[Extracted data Boundary: Start]

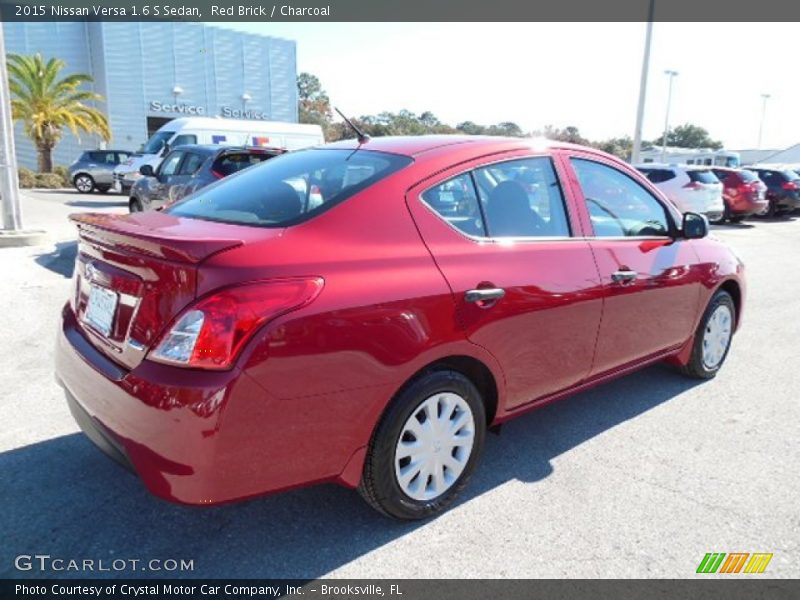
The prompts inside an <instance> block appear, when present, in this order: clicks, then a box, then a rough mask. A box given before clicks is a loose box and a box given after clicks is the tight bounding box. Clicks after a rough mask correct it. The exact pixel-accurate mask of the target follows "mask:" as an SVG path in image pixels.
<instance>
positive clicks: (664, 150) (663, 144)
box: [661, 69, 678, 163]
mask: <svg viewBox="0 0 800 600" xmlns="http://www.w3.org/2000/svg"><path fill="white" fill-rule="evenodd" d="M664 74H665V75H669V91H668V92H667V113H666V115H665V116H664V136H663V137H662V138H661V141H662V144H661V162H662V163H663V162H665V161H666V159H667V134H669V108H670V105H671V104H672V80H673V79H675V77H676V76H677V75H678V72H677V71H671V70H669V69H667V70H666V71H664Z"/></svg>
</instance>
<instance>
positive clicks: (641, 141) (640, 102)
mask: <svg viewBox="0 0 800 600" xmlns="http://www.w3.org/2000/svg"><path fill="white" fill-rule="evenodd" d="M655 5H656V0H650V8H649V9H648V11H647V31H646V33H645V38H644V57H643V58H642V78H641V81H640V82H639V106H638V107H637V109H636V128H635V129H634V130H633V150H632V151H631V162H632V163H633V164H636V163H638V162H639V155H640V153H641V151H642V123H643V121H644V101H645V97H646V96H647V73H648V71H649V70H650V43H651V41H652V38H653V13H654V11H655Z"/></svg>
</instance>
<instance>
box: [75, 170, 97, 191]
mask: <svg viewBox="0 0 800 600" xmlns="http://www.w3.org/2000/svg"><path fill="white" fill-rule="evenodd" d="M72 185H74V186H75V189H76V190H78V191H79V192H80V193H81V194H90V193H91V192H92V190H94V179H93V178H92V176H91V175H87V174H86V173H81V174H80V175H76V176H75V179H73V180H72Z"/></svg>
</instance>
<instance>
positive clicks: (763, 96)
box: [758, 94, 771, 150]
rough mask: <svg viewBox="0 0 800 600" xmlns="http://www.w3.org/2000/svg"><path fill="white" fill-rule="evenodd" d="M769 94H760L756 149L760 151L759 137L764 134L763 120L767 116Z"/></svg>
mask: <svg viewBox="0 0 800 600" xmlns="http://www.w3.org/2000/svg"><path fill="white" fill-rule="evenodd" d="M770 97H771V96H770V95H769V94H761V123H760V124H759V126H758V149H759V150H761V136H762V135H763V134H764V119H765V117H766V115H767V100H769V99H770Z"/></svg>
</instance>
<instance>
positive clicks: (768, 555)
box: [697, 552, 772, 574]
mask: <svg viewBox="0 0 800 600" xmlns="http://www.w3.org/2000/svg"><path fill="white" fill-rule="evenodd" d="M771 560H772V554H768V553H765V552H754V553H752V554H750V553H749V552H733V553H729V554H726V553H725V552H709V553H708V554H706V555H705V556H704V557H703V560H701V561H700V564H699V565H698V566H697V573H726V574H732V573H763V572H764V571H765V570H766V569H767V565H768V564H769V561H771Z"/></svg>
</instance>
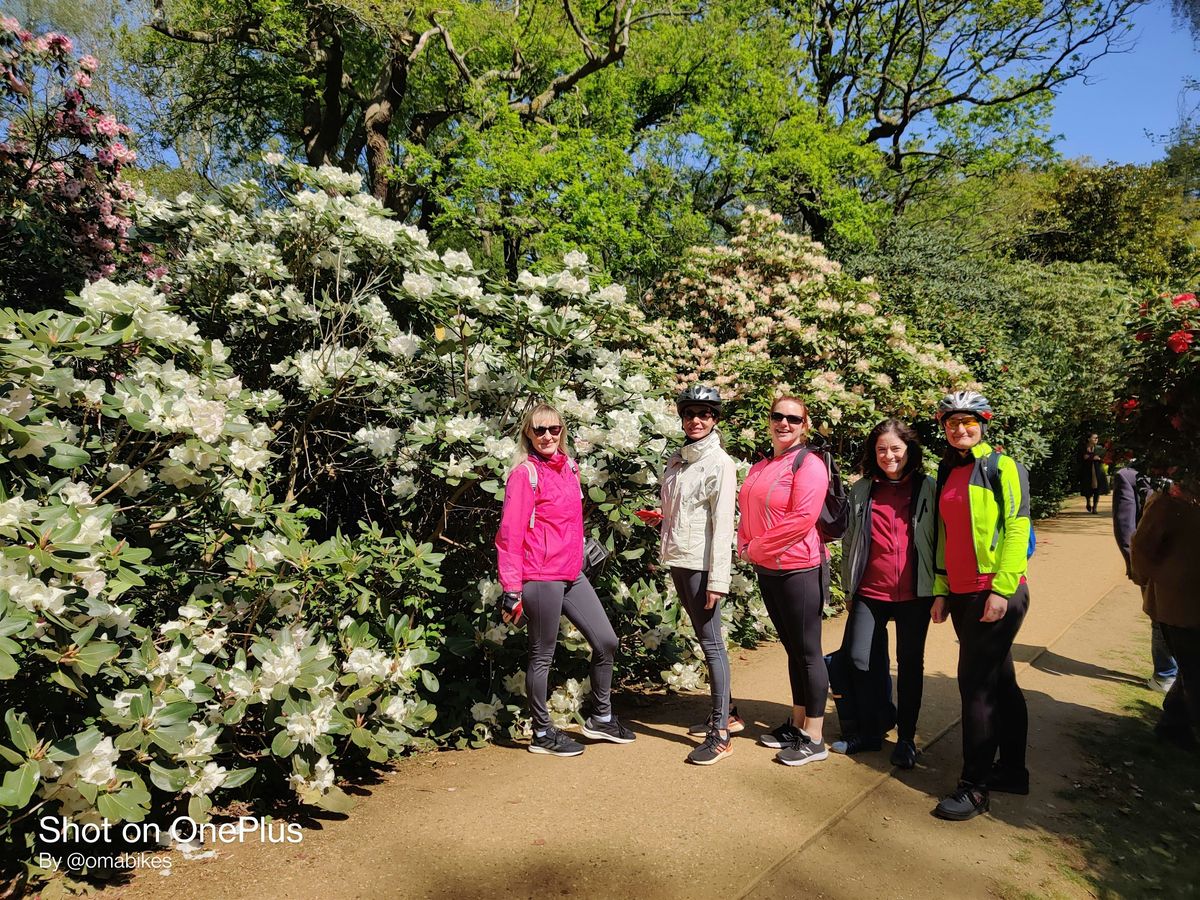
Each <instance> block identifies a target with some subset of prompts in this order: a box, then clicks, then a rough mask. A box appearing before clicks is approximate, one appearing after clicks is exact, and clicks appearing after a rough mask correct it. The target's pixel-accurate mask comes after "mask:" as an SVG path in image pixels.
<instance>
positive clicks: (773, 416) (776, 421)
mask: <svg viewBox="0 0 1200 900" xmlns="http://www.w3.org/2000/svg"><path fill="white" fill-rule="evenodd" d="M785 419H786V420H787V424H788V425H804V416H803V415H791V414H790V413H772V414H770V420H772V421H773V422H781V421H784V420H785Z"/></svg>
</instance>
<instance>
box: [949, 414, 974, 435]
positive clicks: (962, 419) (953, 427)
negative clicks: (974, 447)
mask: <svg viewBox="0 0 1200 900" xmlns="http://www.w3.org/2000/svg"><path fill="white" fill-rule="evenodd" d="M946 427H947V428H962V430H965V431H974V430H976V428H978V427H979V420H978V419H974V418H972V416H970V415H956V416H954V418H953V419H947V420H946Z"/></svg>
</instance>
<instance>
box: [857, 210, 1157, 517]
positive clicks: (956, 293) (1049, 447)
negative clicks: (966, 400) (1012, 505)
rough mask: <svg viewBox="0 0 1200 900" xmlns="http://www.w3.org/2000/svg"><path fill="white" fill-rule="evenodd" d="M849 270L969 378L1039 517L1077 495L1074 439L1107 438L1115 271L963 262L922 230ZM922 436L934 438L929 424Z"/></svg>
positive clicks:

[Extracted data Boundary: End]

### Work instruction
Pictures stay out. Transcribe the lines from the start of the entries above through the line with "positive clicks: (664, 150) (663, 144)", exactly.

### Result for this exercise
The prompts inside an <instance> block appear, when present, in this order: clicks, then a box, then a rough mask. A box given before clicks is a loose box and a box given after clicks is the tight bounding box. Clicks after a rough mask correct it. The exact pixel-accurate mask of the target follows "mask:" as an SVG path in image pixels.
<instance>
positive clicks: (664, 150) (663, 144)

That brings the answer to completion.